→ **PROVIDED PASSAGE**:

Bringing Skills to Bear

Diana Pankevich, a 2014-2016 Executive Branch Fellow at the White House Office of Science and Technology Policy, said in a 28 May live chat with STPF that her scientific background was immediately useful in her new job — even though she was a neuroscientist now working on climate change issues.

"I was able to use the skills of being able to quickly research topics, being able to dig deep enough into the topic to understand it and figure out what are the challenges and what are the opportunities," recalled Pankevich, now a director for science and innovation policy at Pfizer.

According to the Belfer Center report, scientists also bring "metacognitive diversity" to the policymaking process, approaching problems and designing solutions in a different way from their new peers in government. Georgia Hartman, a 2020-2022 Executive Branch Fellow, has experienced this phenomenon in her work with the Gender Equality and Women's Empowerment Hub at the U.S. Agency for International Development.

As an anthropologist, she said in the 28 May live chat, it was second nature for her — but not some of her colleagues — to consider the different roles of people in the environmental projects pursued by the agency. "I think part of the reason I'm there, and why they want other social scientists there, is that we have a really different way of understanding the world."

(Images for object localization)
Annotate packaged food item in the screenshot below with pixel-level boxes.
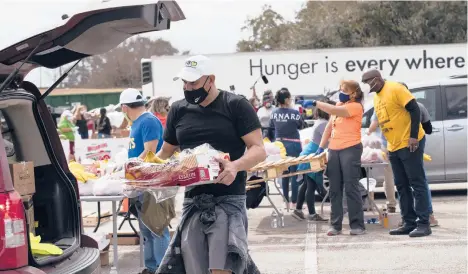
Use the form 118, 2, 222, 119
125, 144, 229, 195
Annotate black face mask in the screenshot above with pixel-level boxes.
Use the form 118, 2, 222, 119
184, 78, 211, 105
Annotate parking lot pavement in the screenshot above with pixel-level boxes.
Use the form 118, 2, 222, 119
87, 184, 468, 274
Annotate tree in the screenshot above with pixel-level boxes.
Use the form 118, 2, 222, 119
66, 37, 179, 88
238, 1, 467, 51
237, 5, 289, 51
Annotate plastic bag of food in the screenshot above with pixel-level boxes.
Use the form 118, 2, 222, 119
361, 147, 385, 163
264, 143, 281, 156
361, 133, 382, 149
124, 144, 229, 201
92, 170, 125, 196
78, 180, 94, 196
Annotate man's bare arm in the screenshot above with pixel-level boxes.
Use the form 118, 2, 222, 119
157, 142, 179, 160
233, 129, 266, 171
139, 140, 159, 159
317, 102, 350, 117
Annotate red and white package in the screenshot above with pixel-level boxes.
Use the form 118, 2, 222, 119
125, 144, 229, 189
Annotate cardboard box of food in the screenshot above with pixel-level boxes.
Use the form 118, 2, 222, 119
21, 195, 36, 235
100, 250, 109, 266
10, 162, 36, 196
83, 211, 111, 227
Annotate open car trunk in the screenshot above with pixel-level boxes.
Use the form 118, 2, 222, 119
0, 91, 81, 266
0, 1, 185, 274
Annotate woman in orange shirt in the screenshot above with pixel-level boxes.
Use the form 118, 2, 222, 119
313, 80, 366, 236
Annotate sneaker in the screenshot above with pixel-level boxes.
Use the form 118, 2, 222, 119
398, 219, 404, 227
389, 226, 416, 235
409, 225, 432, 237
291, 209, 305, 221
429, 214, 439, 227
349, 228, 366, 235
307, 214, 328, 222
327, 227, 341, 236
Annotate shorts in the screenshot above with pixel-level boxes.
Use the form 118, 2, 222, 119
181, 206, 232, 274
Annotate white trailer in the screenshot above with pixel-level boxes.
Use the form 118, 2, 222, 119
141, 44, 467, 100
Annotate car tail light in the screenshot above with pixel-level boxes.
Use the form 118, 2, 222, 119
0, 191, 28, 270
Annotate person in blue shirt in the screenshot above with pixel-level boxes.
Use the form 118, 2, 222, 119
269, 88, 304, 208
120, 88, 170, 274
292, 99, 335, 222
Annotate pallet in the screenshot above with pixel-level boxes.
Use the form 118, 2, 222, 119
247, 152, 327, 185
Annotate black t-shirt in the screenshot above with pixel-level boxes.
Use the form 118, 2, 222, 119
164, 90, 261, 198
98, 117, 112, 135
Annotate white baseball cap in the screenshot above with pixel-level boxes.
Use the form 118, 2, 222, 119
119, 88, 145, 105
173, 55, 214, 82
62, 110, 73, 120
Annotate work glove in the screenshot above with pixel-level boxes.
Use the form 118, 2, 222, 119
314, 147, 325, 156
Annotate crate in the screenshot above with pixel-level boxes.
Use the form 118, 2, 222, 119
107, 232, 140, 245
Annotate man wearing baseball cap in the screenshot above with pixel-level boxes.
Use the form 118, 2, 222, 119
120, 88, 170, 274
362, 69, 432, 237
156, 55, 266, 274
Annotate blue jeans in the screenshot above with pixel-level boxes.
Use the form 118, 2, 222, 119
389, 137, 431, 226
138, 219, 171, 272
280, 140, 302, 203
426, 183, 434, 214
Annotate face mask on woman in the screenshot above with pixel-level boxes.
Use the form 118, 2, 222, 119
338, 90, 350, 103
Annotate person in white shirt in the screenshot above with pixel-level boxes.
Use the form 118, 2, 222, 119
257, 90, 275, 140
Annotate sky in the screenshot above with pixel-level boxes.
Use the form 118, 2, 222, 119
0, 0, 305, 87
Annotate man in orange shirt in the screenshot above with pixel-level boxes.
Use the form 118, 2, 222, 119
362, 70, 432, 237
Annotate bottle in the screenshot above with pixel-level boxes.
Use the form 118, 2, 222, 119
270, 218, 278, 228
382, 208, 388, 228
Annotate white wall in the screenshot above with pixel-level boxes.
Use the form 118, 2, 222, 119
143, 44, 467, 99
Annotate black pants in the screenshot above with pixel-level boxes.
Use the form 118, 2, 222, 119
327, 144, 365, 230
389, 137, 429, 226
296, 174, 317, 215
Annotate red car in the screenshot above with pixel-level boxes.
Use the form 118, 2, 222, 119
0, 1, 185, 274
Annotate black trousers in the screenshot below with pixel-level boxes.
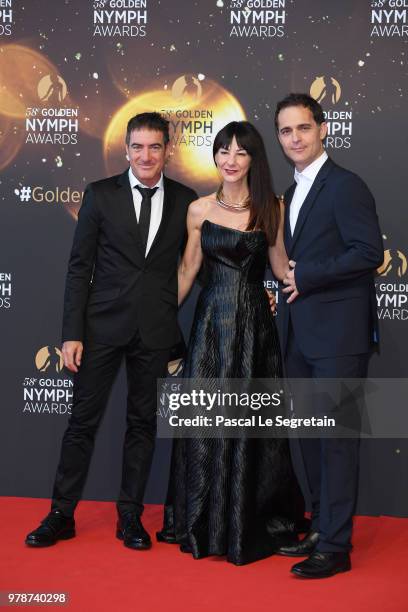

→ **CHECK YOUR UNDERSTANDING**:
1. Duplicate the "Bringing Skills to Bear" passage from "Bringing Skills to" to "climate change issues.".
2. Answer these questions from the "Bringing Skills to Bear" passage:
(a) On what date did the live chat with STPF take place?
(b) Which report says scientists bring "metacognitive diversity" to policymaking?
(c) What is Georgia Hartman's field?
3. Extend the "Bringing Skills to Bear" passage on scientists working in government policy, starting after its final sentence.

→ **PER-TASK ANSWERS**:
1.
Bringing Skills to Bear

Diana Pankevich, a 2014-2016 Executive Branch Fellow at the White House Office of Science and Technology Policy, said in a 28 May live chat with STPF that her scientific background was immediately useful in her new job — even though she was a neuroscientist now working on climate change issues.

2.
(a) 28 May
(b) The Belfer Center report
(c) Anthropology

3.
Learning on the Job

During their tenure, fellows dramatically increase their understanding of policymaking and productive collaboration, according to the Goodman findings. These skills remain valuable career assets even if fellows return to academia. Gillian Bowser, a 2011 Executive Branch Fellow in the U.S. Department of State's Office of Marine Conservation and an associate professor in ecosystem science and sustainability at Colorado State University, said in an 18 August STPF live chat that the fellowship had broadened her concept of multidisciplinary collaboration. On negotiating teams like those she worked on at the State Department, "you could be talking to social scientists, you could be talking to different countries, talking to other scientists, you're talking to people all over, and you have to come up with a common language."

Paul Lartey, a 2017-2019 Executive Branch Fellow at the National Science Foundation's Office of Legislative and Public Affairs, had worked in the pharmaceutical industry for years and thought that government work would be more "laid back," he said in the 28 May chat. "That was one assumption I had that very quickly disappeared. People do work hard, and I mean hard…I kept telling myself, this country is in good hands, because people will just work until the job is done."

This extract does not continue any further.